## [What you need to do]
Go through the data that follows and restate each line exactly as it reads.
Start of Data supplied
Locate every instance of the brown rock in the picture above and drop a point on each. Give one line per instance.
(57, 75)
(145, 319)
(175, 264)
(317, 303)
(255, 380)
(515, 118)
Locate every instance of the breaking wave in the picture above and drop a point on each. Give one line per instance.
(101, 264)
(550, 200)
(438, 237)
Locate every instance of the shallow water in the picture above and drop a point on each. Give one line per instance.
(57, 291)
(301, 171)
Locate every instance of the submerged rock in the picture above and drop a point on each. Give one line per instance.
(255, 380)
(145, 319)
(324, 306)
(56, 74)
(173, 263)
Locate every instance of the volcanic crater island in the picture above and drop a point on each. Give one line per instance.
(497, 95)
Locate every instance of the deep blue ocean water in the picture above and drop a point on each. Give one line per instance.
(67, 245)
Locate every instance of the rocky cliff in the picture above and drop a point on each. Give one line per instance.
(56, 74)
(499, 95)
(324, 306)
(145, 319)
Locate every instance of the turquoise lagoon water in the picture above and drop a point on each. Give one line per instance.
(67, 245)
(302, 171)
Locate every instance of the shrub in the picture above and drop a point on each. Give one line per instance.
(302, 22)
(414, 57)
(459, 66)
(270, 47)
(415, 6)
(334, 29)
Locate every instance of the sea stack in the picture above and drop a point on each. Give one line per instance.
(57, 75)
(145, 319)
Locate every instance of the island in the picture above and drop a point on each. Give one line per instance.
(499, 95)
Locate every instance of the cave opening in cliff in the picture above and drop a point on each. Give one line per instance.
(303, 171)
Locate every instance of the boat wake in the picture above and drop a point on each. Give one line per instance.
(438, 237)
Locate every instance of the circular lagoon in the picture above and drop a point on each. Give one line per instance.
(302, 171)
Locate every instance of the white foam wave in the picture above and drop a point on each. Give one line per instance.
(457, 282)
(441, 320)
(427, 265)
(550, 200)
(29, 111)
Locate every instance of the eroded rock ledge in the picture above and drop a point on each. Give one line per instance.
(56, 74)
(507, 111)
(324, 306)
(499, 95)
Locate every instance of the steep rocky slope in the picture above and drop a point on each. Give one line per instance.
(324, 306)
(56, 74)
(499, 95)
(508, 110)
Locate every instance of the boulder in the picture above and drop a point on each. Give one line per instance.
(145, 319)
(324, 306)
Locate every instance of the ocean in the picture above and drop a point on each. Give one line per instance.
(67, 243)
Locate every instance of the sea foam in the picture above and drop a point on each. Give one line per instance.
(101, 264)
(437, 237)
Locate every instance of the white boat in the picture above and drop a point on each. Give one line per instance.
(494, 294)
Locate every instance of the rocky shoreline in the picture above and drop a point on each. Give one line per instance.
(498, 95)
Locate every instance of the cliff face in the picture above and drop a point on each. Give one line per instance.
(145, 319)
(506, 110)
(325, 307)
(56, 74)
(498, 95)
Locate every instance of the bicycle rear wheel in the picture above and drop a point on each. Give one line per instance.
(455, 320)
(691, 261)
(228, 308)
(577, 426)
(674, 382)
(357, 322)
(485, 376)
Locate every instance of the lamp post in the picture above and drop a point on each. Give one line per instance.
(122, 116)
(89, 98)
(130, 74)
End of Data supplied
## [Task result]
Locate every instance of the brown rock in the picture above and drop a point on each. Give one line per instance.
(57, 75)
(145, 319)
(175, 264)
(317, 303)
(255, 380)
(515, 118)
Locate every instance of the breaking wave in the picture above and drop a point on each. Give one line per instance.
(101, 264)
(550, 200)
(438, 237)
Locate every instance of the shallow water in the picture above and drop a point on each. Give one line per instance.
(57, 291)
(301, 171)
Locate every instance of the submerged rock in the picture above and drop a point on each. Give one line per instance.
(255, 380)
(145, 319)
(324, 306)
(56, 74)
(173, 263)
Locate every instance of the volcanic crater island in the picture above and drop a point on each. Give one line per instance.
(497, 95)
Locate every instance of the deep blue ocean water in the picture above and drop a point on each. Give one line per instance.
(67, 245)
Locate every instance of the rocky cliff in the picture above and drop a point on each. Give one line per instance.
(56, 74)
(499, 95)
(324, 306)
(145, 319)
Locate every instance of the turquoise lagoon water in the picture above and drop a point on each. Give one line per instance.
(67, 245)
(302, 171)
Locate every instance of the shrub in the picture above and drop a point on each. Give one line per instance.
(302, 22)
(414, 57)
(459, 66)
(270, 47)
(415, 6)
(334, 29)
Locate every instance of the sea stack in the picture above and drop a point on each. Give one line per instance.
(57, 75)
(145, 319)
Locate every instance of the island in the picture above and drop a point on each. Give one line per instance.
(499, 95)
Locate every instance of the cave opening in cliff in the picture above and drop a point on each. Give one line per instance.
(303, 171)
Locate every instance of the boat wake in the picture above and drop a point on each. Give one line per instance.
(438, 237)
Locate every instance of the circular lagoon in the picture above and drop a point on each. Give one line per instance.
(302, 171)
Locate every instance of the white foam wave in the picture above and drop a point on each. Give one line per instance.
(457, 282)
(441, 320)
(427, 265)
(550, 200)
(29, 111)
Locate every instance of the eroded rock ledge in the picture above and drop a point on each. Give one line per instance.
(56, 74)
(507, 111)
(324, 306)
(499, 95)
Locate every instance of the steep rocky slope in the picture above and drop a point on each. Give one line per instance.
(324, 306)
(56, 74)
(499, 95)
(508, 110)
Locate every instance of the boulder in the picture above and drop a point on each. Give one line per instance.
(145, 319)
(324, 306)
Locate every instance of the ocean in the picture above and drop a point on each. Give one line per instance.
(67, 243)
Locate every instance of the sea foam in the picture above and drop a point on each. Give one line per instance.
(101, 264)
(437, 237)
Locate every instance of the white boat in the picture above and drop a point on each. Give one line per instance.
(494, 294)
Locate every instance of the rocky shoreline in the picture above and drop a point on each. Give one line per instance.
(498, 95)
Locate every instance of the cliff face in the picture above and drop a point on each. Give one line per instance.
(145, 319)
(506, 110)
(325, 307)
(56, 74)
(498, 95)
Locate every instance of the bicycle rear wheel in the picture above and drop a point on each. Give one line per instance.
(455, 320)
(691, 261)
(228, 308)
(577, 426)
(674, 382)
(357, 322)
(485, 376)
Locate every instance of the lamp post in the picture above and drop a point on each. Give one line per instance.
(122, 116)
(89, 98)
(130, 74)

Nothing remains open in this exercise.